§ **本文抜粋**
________
管理の手引き


制約の強制について計画する

制約 とは、 データベース・マネージャーが実施する規則の 1 つのことです。 このセクションでは、4 つのタイプの制約処理について説明します。

"固有制約"
表のキー値を必ず固有にします。 基本キーを構成する列に対するすべての変更については、固有かどうかが検査されます。

"参照保全"
挿入、更新、削除の操作時に参照制約を施行します。 この場合、データベースは、すべての外部キーのすべての値が有効になります。

"表検査制約"
変更されたデータが、 表の作成または変更時に指定された条件に違反していないかどうかを検査します。

"トリガー"
指定された表に対する更新、削除、 または挿入の操作によって呼び出されたときに実行される 1 組のアクションを定義します。

固有制約

固有制約 とは、1 つのキーの値が、 表内で必ず固有になるという規則のことです。 固有制約内のキーを構成する各列は、NOT NULL として定義されていなければなりません。 固有制約は、PRIMARY KEY 文節または UNIQUE 文節を使用して、 CREATE TABLE または ALTER TABLE ステートメントで定義されます。
________
§ **提供項目**
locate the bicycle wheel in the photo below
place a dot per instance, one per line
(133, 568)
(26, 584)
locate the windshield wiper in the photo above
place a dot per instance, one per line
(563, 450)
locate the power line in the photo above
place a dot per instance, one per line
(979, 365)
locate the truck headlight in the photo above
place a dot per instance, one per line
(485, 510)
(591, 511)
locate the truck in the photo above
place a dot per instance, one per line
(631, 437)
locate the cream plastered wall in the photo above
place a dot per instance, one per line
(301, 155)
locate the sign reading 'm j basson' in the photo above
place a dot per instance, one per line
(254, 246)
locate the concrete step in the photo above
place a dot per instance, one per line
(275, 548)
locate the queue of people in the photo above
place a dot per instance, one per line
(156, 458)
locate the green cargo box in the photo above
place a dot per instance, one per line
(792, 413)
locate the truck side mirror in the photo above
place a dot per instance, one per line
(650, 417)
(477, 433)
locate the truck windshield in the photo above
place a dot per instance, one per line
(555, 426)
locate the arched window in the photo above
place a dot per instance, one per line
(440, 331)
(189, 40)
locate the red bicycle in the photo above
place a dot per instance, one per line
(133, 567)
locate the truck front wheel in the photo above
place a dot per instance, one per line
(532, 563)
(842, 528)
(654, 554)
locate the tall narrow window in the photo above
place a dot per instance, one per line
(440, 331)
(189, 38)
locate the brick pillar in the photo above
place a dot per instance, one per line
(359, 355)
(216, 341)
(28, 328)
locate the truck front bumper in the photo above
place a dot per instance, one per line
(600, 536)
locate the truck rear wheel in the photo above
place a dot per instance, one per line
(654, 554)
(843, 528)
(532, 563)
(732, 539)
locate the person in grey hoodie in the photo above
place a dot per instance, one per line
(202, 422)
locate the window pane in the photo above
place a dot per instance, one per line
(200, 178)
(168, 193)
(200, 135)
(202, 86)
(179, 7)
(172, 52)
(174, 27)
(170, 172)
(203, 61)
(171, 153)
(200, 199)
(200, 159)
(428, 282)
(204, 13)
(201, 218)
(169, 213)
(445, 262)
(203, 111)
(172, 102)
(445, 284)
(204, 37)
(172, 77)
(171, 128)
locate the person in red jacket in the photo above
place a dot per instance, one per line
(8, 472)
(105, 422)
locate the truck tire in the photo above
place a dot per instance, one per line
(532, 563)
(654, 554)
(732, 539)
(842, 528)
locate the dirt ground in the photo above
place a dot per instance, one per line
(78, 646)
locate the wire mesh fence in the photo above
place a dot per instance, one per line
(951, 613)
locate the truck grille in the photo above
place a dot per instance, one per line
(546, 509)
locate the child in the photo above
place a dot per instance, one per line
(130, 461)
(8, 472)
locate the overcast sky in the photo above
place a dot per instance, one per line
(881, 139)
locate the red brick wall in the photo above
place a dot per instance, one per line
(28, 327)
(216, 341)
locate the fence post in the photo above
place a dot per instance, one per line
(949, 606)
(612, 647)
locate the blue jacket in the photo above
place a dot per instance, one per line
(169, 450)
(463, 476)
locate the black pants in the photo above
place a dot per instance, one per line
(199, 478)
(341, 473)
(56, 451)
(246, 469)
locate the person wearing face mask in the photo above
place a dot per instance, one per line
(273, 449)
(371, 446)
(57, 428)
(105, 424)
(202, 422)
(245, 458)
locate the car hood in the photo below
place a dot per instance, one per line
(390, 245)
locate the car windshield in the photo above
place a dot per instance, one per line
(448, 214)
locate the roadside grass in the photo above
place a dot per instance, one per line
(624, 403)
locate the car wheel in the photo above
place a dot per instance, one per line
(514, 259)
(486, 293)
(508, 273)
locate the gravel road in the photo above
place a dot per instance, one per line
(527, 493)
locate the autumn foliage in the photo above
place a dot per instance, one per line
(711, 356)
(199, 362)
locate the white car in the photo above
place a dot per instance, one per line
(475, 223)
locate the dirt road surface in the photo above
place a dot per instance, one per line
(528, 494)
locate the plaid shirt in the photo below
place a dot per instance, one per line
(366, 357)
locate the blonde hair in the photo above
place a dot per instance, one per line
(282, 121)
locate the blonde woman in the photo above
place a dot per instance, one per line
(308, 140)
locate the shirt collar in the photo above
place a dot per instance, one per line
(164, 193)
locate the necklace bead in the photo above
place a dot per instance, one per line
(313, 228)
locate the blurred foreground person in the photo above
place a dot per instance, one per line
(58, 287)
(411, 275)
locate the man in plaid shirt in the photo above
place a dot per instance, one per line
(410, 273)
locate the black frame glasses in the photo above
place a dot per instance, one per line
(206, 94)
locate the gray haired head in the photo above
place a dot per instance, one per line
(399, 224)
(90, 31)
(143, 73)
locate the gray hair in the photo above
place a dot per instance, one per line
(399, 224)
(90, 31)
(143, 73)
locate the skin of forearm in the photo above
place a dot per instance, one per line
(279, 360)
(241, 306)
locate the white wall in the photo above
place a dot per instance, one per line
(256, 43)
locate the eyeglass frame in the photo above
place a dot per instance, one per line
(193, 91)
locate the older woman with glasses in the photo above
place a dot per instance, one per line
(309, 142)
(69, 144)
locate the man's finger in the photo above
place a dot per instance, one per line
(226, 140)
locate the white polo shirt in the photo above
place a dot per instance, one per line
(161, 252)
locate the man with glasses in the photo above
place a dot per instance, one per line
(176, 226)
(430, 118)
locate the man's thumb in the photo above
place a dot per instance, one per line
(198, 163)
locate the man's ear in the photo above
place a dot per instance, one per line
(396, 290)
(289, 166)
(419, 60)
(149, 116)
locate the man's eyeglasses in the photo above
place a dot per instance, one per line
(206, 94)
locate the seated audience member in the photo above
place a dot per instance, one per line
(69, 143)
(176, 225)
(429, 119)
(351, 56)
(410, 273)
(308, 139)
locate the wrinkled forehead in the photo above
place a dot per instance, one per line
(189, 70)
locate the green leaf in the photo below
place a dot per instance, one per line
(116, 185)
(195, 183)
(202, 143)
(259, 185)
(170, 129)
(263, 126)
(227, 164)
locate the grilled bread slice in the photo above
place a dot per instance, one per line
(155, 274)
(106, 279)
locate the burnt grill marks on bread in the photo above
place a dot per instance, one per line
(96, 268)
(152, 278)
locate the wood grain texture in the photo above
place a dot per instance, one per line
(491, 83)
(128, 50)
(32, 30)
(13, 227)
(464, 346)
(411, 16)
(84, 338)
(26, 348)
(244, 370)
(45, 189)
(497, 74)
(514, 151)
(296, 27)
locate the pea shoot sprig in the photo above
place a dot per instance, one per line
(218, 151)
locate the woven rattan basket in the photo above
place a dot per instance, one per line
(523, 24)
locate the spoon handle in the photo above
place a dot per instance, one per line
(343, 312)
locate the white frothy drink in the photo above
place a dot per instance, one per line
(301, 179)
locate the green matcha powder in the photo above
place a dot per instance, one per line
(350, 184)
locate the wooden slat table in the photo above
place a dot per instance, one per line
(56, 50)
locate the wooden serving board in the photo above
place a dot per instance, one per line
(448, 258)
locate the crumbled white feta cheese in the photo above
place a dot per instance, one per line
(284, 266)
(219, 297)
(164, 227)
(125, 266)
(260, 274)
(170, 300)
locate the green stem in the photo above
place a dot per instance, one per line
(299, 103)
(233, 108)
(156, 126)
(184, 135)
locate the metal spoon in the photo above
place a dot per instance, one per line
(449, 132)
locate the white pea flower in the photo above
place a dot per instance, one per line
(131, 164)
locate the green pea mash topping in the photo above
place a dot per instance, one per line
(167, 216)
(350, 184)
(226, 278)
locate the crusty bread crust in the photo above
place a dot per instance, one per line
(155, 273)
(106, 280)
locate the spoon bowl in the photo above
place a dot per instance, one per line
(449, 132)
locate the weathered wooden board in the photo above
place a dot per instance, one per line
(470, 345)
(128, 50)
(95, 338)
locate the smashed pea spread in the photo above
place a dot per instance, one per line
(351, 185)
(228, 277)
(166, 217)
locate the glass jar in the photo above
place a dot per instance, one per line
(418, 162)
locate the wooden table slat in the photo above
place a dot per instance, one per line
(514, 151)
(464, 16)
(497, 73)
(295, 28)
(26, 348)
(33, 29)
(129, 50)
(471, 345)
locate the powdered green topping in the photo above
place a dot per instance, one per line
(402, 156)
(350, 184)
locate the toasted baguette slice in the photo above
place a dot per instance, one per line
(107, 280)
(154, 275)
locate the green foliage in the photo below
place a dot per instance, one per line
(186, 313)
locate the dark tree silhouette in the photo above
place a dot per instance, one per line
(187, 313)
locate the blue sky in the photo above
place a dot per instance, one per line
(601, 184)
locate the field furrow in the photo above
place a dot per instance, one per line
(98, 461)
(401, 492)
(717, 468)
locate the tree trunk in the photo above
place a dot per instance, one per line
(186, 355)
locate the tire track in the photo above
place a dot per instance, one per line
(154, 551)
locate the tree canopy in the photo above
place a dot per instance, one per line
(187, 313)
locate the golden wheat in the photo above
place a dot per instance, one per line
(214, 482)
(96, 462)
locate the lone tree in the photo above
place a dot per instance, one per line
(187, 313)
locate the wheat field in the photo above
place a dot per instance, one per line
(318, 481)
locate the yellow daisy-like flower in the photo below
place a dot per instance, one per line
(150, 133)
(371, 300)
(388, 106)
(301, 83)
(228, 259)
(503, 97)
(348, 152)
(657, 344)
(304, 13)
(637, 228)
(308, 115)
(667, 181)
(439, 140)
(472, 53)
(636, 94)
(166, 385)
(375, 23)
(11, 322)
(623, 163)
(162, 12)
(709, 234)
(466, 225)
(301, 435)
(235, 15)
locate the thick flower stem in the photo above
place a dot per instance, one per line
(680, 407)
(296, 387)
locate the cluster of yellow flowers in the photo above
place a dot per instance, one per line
________
§ **課題**
データベースの制約について述べた本文を、最後の文の後から書き継ぎなさい。 項目は本文の内容とは関係ありません。

§ **解答**
1 つの表は任意の数の固有制約を持つことができますが、 1 つの表に対する基本キーとして定義できるのは 1 つの固有制約だけです。 また、1 つの表は、同じ列のセット上では、複数の固有制約を持つことはできません。

固有制約が定義されると、データベース・マネージャーは、 (必要ならば) 固有索引を作成し、 それをシステム必須の 1 次索引または固有索引のいずれかとして指定します。 この制約は、固有索引を通して施行されます。 固有制約が 1 つの列でいったん確立されると、 複数行の更新中における固有性の検査は、更新の終わりまで延期させられます。

固有制約は、参照制約の中の親キーとしても使用することができます。

参照保全

データベース・マネージャーは、 参照制約 を介して参照制約を保守します。 この関係においては、 表の中の特定の属性や列の値が別の表や列にも存在していることが必要となります。 たとえば、ある参照制約では、 従業員表の全従業員が部署表の中に含まれているいずれかの部署に所属している必要があります。 従業員が、存在しない部署に所属していてはなりません。

データベースの中に参照制約を作成すると、参照保全が必ず維持されるようになり、 照会をより能率良く処理するために、 最適化プログラムがこれらの特殊な関係の情報を活用できるようになります。 参照保全を計画する時は、 データベースの表と表の間の関係をすべて識別することが必要です。 基本キーと参照制約を定義すれば、関係を識別できるようになります。

次の関連表を考慮してください。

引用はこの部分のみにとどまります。